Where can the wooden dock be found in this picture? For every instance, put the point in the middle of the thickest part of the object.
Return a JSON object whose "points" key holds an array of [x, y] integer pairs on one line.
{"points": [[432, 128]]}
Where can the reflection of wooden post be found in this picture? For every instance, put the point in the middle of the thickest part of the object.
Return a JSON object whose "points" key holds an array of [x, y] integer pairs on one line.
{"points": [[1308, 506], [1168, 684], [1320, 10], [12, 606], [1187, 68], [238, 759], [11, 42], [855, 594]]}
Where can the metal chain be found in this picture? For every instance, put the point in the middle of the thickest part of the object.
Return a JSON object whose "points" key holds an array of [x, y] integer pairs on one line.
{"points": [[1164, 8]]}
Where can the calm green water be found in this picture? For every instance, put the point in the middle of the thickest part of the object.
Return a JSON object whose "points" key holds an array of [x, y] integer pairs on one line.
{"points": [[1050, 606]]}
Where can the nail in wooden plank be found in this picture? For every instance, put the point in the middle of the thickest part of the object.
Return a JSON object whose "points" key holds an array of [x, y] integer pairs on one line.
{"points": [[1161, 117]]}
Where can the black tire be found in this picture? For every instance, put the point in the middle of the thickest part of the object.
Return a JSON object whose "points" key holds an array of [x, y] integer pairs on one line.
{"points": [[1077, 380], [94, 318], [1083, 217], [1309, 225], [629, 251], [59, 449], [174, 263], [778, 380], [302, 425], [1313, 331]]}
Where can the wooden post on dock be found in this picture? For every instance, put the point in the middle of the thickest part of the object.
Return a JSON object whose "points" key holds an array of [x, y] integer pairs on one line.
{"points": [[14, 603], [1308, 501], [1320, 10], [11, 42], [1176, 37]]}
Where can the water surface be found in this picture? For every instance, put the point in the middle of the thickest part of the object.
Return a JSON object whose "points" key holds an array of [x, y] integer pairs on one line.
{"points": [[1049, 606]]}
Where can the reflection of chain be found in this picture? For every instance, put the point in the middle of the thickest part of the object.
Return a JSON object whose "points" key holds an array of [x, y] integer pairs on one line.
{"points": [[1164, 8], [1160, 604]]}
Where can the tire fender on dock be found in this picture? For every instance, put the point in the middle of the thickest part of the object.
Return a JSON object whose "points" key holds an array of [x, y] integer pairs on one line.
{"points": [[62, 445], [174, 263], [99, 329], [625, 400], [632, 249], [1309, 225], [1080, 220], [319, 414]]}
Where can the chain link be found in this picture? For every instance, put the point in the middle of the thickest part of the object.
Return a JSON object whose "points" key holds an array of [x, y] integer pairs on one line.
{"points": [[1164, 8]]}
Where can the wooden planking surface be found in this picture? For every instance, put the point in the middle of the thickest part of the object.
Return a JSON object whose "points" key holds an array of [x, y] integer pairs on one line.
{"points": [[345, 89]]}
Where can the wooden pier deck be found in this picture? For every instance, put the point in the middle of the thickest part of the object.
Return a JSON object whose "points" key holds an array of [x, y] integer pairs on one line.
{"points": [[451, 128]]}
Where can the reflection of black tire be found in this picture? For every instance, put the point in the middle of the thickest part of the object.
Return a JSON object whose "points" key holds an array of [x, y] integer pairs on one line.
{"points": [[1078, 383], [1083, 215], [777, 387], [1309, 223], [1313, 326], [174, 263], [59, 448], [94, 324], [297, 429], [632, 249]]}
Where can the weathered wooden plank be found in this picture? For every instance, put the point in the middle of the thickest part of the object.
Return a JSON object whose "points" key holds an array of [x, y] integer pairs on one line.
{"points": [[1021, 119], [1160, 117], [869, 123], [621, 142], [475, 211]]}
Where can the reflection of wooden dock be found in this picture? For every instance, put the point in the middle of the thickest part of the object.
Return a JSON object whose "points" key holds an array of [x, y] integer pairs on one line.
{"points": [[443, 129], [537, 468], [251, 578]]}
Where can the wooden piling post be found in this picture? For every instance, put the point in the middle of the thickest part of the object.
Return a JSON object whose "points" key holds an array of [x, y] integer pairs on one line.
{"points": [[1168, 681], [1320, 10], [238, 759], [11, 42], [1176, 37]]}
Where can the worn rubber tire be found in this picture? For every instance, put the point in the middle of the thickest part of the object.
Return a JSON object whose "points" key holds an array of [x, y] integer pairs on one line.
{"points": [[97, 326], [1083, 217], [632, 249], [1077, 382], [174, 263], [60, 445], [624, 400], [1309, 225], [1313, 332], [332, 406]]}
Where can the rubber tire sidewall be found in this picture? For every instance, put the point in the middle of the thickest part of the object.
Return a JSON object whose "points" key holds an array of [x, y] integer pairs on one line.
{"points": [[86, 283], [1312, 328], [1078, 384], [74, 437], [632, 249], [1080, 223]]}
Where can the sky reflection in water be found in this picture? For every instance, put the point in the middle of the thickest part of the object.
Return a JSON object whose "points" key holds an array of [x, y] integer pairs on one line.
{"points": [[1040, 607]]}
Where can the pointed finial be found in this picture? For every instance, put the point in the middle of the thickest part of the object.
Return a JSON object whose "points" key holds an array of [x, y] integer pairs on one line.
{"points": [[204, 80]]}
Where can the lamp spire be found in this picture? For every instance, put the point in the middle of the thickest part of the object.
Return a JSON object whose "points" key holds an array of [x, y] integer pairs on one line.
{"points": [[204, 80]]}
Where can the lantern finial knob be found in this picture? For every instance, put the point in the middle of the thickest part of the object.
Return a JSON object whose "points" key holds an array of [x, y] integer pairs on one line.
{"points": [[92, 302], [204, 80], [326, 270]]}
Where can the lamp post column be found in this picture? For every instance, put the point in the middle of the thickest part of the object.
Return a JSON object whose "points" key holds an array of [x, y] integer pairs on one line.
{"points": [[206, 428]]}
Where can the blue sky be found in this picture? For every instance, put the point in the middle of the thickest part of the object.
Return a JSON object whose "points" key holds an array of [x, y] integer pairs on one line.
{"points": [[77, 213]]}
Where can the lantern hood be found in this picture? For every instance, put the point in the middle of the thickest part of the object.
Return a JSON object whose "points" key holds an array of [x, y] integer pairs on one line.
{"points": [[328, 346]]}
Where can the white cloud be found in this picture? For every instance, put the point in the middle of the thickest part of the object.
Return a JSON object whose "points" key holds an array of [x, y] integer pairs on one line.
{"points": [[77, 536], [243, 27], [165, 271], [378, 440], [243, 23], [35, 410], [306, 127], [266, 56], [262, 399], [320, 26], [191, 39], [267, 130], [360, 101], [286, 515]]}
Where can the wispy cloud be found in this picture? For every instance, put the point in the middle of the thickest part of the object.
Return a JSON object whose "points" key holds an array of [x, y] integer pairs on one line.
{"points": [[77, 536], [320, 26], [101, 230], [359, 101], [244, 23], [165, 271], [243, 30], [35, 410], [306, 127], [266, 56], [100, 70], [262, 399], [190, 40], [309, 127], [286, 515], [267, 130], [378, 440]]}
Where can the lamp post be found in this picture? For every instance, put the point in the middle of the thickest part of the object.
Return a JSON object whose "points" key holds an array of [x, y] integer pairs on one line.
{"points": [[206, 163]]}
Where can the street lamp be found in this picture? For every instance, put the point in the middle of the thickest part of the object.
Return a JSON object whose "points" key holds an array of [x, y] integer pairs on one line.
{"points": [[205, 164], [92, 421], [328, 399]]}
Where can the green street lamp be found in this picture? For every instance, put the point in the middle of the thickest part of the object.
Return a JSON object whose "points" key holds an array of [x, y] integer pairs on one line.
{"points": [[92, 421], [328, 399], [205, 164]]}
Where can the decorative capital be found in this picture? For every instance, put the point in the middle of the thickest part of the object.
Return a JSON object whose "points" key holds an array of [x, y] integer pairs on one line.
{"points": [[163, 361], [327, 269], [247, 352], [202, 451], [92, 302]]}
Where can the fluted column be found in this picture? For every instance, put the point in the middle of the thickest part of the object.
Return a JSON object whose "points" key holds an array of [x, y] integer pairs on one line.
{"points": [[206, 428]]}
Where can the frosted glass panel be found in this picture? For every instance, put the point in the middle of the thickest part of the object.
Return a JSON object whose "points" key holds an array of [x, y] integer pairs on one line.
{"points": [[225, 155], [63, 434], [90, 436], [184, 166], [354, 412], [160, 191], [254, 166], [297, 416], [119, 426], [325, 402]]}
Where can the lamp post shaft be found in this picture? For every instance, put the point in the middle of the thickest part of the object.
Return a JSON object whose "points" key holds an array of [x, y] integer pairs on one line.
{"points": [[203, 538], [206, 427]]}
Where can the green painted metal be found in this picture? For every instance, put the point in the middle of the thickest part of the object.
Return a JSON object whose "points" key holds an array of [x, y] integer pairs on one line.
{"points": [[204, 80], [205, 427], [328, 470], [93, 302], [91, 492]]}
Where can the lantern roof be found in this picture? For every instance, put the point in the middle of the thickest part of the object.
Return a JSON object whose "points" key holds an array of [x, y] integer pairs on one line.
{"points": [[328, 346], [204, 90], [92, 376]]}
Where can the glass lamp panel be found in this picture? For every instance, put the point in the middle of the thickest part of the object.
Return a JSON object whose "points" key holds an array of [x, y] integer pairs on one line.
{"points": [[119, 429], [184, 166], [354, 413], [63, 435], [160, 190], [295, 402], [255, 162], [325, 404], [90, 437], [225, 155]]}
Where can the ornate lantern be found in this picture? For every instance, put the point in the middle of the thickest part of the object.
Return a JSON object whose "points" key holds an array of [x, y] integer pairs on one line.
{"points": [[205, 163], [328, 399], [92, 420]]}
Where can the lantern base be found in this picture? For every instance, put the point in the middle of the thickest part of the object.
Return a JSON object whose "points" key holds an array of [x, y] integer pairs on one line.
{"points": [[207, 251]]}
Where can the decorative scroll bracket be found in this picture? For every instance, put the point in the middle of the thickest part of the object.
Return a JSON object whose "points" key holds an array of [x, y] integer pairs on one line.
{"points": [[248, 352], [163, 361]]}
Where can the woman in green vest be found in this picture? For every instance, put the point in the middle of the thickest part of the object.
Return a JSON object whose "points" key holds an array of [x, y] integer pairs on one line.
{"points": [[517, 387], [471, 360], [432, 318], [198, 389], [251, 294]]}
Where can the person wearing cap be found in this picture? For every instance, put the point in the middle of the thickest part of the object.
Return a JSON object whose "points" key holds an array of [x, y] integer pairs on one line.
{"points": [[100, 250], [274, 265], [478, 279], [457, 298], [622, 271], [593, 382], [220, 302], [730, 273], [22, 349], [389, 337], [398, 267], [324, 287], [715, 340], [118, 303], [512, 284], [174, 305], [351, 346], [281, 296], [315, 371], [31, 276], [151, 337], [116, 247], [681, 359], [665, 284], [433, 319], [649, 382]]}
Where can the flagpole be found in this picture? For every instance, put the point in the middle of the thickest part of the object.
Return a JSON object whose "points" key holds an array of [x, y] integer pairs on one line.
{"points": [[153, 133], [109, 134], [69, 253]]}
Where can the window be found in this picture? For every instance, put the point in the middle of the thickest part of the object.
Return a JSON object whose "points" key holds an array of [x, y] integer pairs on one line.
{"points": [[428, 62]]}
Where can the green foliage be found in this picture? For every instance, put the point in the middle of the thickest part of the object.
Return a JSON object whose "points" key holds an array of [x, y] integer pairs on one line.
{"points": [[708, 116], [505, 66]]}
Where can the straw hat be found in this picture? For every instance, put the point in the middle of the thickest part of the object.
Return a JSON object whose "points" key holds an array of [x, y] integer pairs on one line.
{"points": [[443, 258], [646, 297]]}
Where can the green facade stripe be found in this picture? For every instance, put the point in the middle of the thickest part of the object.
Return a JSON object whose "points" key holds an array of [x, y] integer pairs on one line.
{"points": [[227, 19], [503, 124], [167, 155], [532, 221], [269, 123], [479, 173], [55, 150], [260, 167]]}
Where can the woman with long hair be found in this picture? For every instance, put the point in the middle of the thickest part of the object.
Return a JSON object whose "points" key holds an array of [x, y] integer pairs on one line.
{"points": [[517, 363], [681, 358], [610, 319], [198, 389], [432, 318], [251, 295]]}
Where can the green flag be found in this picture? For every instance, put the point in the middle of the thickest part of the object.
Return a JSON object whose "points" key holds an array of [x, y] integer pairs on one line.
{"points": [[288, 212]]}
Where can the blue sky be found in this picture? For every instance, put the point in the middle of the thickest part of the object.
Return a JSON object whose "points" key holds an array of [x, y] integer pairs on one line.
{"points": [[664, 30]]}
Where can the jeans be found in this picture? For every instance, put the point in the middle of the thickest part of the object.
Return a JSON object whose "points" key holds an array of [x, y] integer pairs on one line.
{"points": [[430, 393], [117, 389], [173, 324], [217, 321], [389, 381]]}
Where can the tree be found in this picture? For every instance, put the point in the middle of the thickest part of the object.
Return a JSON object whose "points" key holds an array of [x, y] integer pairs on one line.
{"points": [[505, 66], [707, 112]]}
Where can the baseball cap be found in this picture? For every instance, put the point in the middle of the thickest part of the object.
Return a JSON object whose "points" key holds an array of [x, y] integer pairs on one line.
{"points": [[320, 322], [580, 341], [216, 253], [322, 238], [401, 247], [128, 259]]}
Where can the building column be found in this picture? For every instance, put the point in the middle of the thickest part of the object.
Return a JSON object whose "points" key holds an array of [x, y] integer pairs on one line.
----------
Given problem:
Reproduce only the lines running from the one with "Where can the green flag" through the final line of the listing above, both ends included.

Output of the exercise:
Where can the green flag be found in this picture? For every instance, put the point in the middle of the thickest part of the object.
Return a JSON object whose "points" key holds an array of [x, y] integer pairs on one line.
{"points": [[288, 212]]}
Where can the blue sky be found in this picture? For every instance, put the point in the middle of the thickest part of the object.
Return a JSON object whose "points" key holds an array of [x, y] integer pairs on one line.
{"points": [[664, 30]]}
Where can the jeans be found in this picture? For every instance, put the point in the middle of the thickest part of the object.
Return a JSON object whose "points" key holds an array of [x, y] integer pairs on one line.
{"points": [[430, 393], [117, 389], [173, 324], [217, 321], [389, 381]]}
Where can the tree be found in this picture? For every instance, put the point in the middle of the thickest part of the object.
Return a JSON object whose "points" key holds an array of [x, y] integer pairs on one line.
{"points": [[505, 66], [707, 112]]}
Where can the baseball cap be found in this picture? For every instance, put the point in the middle of the thickest part of the object.
Return a JSON object whose "points" key holds an array of [x, y] integer pairs on one line.
{"points": [[320, 322], [580, 341], [216, 253], [322, 238], [401, 247], [128, 259]]}
Where can the building column be found in this picture? For every instance, put the point in the middle of the thickest part of the object.
Return a JSON object whose "points" key holds an array of [x, y] integer pairs on one line.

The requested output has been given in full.